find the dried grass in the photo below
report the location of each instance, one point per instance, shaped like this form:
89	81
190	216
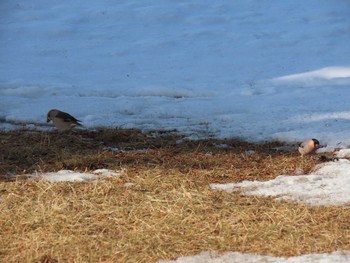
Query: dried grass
170	211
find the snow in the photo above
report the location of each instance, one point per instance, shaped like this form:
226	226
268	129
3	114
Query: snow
251	69
236	257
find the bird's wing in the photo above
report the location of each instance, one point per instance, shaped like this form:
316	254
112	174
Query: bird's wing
66	117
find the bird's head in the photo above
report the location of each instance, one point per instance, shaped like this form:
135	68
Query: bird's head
316	143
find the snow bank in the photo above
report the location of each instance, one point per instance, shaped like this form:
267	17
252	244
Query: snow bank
236	257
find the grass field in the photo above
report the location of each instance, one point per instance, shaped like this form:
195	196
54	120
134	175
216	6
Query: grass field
167	211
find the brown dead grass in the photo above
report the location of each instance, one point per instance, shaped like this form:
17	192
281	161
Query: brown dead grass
170	211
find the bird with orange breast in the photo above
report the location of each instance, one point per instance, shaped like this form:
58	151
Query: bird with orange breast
308	147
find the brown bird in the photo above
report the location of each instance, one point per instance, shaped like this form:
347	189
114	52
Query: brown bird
308	147
62	120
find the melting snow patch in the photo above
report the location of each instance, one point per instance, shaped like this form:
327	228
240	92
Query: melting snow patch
328	185
236	257
71	176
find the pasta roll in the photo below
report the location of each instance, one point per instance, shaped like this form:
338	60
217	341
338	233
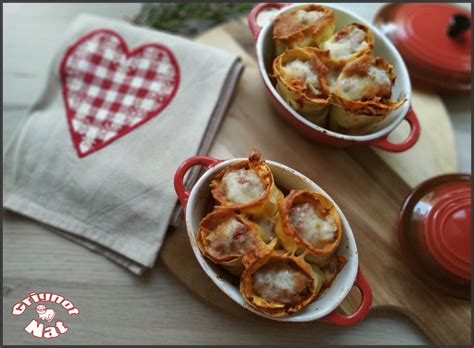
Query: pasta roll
308	224
304	26
247	186
301	77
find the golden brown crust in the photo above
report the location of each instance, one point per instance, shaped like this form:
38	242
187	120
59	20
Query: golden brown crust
369	38
265	204
273	308
301	96
290	237
288	32
316	58
380	103
236	261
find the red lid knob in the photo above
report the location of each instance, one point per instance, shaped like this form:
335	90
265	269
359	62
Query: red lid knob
435	232
448	228
423	36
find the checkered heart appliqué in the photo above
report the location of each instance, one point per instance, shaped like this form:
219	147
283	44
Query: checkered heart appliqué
109	91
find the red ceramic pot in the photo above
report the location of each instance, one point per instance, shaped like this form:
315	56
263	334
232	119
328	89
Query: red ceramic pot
383	48
325	307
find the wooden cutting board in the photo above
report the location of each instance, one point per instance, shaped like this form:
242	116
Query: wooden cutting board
369	186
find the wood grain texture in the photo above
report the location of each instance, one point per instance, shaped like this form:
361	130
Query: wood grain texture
369	188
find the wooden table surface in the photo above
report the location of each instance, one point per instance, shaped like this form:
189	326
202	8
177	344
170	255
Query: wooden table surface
116	306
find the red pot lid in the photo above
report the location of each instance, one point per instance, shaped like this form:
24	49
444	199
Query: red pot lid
434	40
435	231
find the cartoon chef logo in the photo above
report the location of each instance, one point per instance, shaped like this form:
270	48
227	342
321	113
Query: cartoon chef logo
39	326
45	313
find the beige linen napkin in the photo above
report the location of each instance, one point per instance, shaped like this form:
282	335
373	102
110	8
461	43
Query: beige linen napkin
120	108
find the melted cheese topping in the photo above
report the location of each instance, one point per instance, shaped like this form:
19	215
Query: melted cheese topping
312	227
348	44
230	237
304	74
308	17
242	186
279	282
365	87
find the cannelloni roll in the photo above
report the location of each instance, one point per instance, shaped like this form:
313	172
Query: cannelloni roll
348	43
230	239
301	76
279	284
247	186
309	225
304	26
362	95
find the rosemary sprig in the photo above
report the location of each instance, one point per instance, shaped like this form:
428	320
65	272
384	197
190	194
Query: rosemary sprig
188	19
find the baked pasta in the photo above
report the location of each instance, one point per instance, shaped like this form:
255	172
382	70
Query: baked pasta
301	77
247	186
348	43
279	284
230	239
304	26
362	95
308	224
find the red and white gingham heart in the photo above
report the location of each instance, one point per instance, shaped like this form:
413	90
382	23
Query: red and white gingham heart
109	91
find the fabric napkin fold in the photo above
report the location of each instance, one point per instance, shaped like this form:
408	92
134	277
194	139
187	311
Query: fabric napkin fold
120	108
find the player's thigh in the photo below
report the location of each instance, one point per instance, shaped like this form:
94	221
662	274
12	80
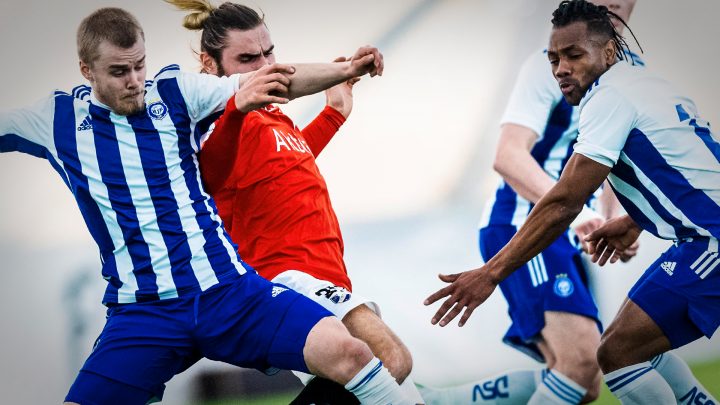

——

REQUIRED WORK
When a line carries an image, skip the image and repeat everything else above exactly as written.

EXERCISE ANSWER
find the dried grass in the photo below
report the location of each instance, one point per instance, shaped like this form:
89	81
190	216
Query: dried grass
170	211
find the snow in the photo above
report the location of each instance, one point per instance, shaped like this form:
226	226
268	129
3	114
Query: snow
251	69
236	257
find the bird's wing in the photo above
report the location of each instance, one point per instance, shaped like this form:
316	254
112	174
Query: bird's wing
66	117
find the bird's head in the photo above
report the location of each instance, one point per instance, shaped like this form:
135	68
Query: bird's head
316	143
find the snow bank in the photo above
report the location of each instance, one point per instance, shaped like this form:
267	17
252	244
Query: snow bank
236	257
find the grass field in the photo above
report the location of each instance, one point per instance, shaped like this form:
195	196
54	120
134	175
216	6
Query: grass field
167	211
find the brown dead grass in the photo above
report the location of each instance, one point per instance, shaped like this form:
17	192
281	161
Query: brown dead grass
170	211
find the bird with orange breast in the photo above
report the location of each instance, one point per instance, shaped like this form:
58	151
Query: bird with orange breast
308	147
find the brown bird in the photo above
report the location of each instance, one point per instance, shaped like this form:
347	189
114	52
Query: brown bird
308	147
62	120
find the melting snow patch in the photo above
report the location of each instance, one point per instance, shaped like this form:
327	228
240	92
Query: melting snow patch
328	185
236	257
71	176
find the pasta roll in the photo below
report the location of each instance, one point per instance, shaped like this form:
338	60
217	341
338	233
Query: pasta roll
308	224
304	26
247	186
301	77
find the golden brown crust in the photo above
report the location of each instance, one point per instance, shaped like this form:
38	242
187	120
59	20
Query: golden brown crust
369	38
265	204
273	308
301	96
290	237
288	32
316	58
380	103
236	261
find the red lid knob in the photo above
report the location of each instance, one point per instance, shaped like this form:
335	90
265	269
359	62
Query: red lid knob
435	232
448	228
423	36
find the checkered heart appliqué in the photo above
report the location of each instance, one point per instance, shaped like this form:
219	147
283	44
Query: checkered heart appliqué
109	91
find the red ceramic pot in the photo above
report the location of each instance, one point per instance, shaped like this form:
315	56
263	334
232	119
328	89
Query: red ceramic pot
383	48
325	307
find the wooden cutting board in the photo above
report the location of each instance, one point per instance, shaped like this form:
242	116
Query: wooden cutting board
369	186
find the wood grain texture in the photo above
report the location of each instance, one point per instance, shaped like this form:
361	130
Query: wood grain texture
369	188
find the wooden table surface in the photo above
report the location of each instance, one point per instance, shaped like this form:
189	326
202	8
177	344
170	255
Query: wooden table surface
116	306
find the red pot lid in the photo above
report the location of each instance, one point per instance, shaped like this form:
24	49
444	199
Query: red pot lid
434	40
435	231
find the cartoon chef logo in the photo above
report the location of each instance, one point per instance, shaped like this form:
270	48
227	342
321	113
Query: cartoon chef logo
39	326
45	313
find the beige linen napkin in the photo above
report the location of each instance, one point per instance, shaped like this form:
282	335
373	102
110	8
461	43
Query: beige linen napkin
120	108
find the melted cheese topping in the photo above
report the location of each instance, one point per instance, shaped like this form:
19	215
Query: melted cheese topping
312	227
348	44
230	237
304	74
308	17
242	186
279	282
365	87
find the cannelloni roll in the photo above
report the location of each instance, one point per instance, shaped like this form:
313	172
Query: cannelloni roll
348	43
230	239
301	76
279	284
247	186
309	225
304	26
362	95
find the rosemary sprig in the photo above
report the location of each instance, one point per instance, shaped like this form:
428	320
65	272
384	197
190	194
Query: rosemary sprig
188	19
find the baked pasta in the photo above
report the location of each instance, one point per instance, shaped like this form:
255	172
382	70
Query: baked pasta
301	77
247	186
348	43
279	284
230	239
304	26
362	95
308	224
find the red and white gingham heart in the photo above
report the location of each instance, one point per instance, shaped like this form:
413	90
382	23
Query: red and white gingham heart
109	91
find the fabric napkin fold in the photo above
report the location of each instance, one point per instance, shaped like this form:
408	92
134	277
194	139
187	311
Query: fabric napkin fold
120	108
find the player's thigh in the photo below
report the location of each instance, one point per instance, shaped like this form:
94	221
662	274
12	80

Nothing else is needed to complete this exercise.